### The problem
Below are the entries; output exactly the lines from the one containing "the man's face." through the final line, inclusive.

### Provided information
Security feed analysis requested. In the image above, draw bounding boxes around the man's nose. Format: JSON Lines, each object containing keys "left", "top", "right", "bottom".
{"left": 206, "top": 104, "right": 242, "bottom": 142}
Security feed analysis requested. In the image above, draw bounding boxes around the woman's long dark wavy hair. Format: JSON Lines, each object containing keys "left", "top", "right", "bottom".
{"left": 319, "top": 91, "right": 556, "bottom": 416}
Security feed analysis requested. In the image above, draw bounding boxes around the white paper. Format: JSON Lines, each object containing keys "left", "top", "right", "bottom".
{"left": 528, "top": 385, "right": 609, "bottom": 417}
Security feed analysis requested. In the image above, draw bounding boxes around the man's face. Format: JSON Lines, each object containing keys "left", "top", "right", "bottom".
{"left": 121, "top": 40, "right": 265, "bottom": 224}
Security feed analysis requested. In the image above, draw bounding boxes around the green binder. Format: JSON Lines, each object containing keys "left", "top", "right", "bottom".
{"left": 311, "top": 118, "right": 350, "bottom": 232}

### Solution to this problem
Security feed analysis requested. In the image above, draw bounding boxes around the man's face. Format: JSON Lines, each object containing keys "left", "top", "right", "bottom".
{"left": 121, "top": 40, "right": 265, "bottom": 224}
Security feed analysis requested. In the image above, draw bounding boxes around the green binder. Format: JSON Lines, each object containing keys "left", "top", "right", "bottom".
{"left": 311, "top": 118, "right": 350, "bottom": 232}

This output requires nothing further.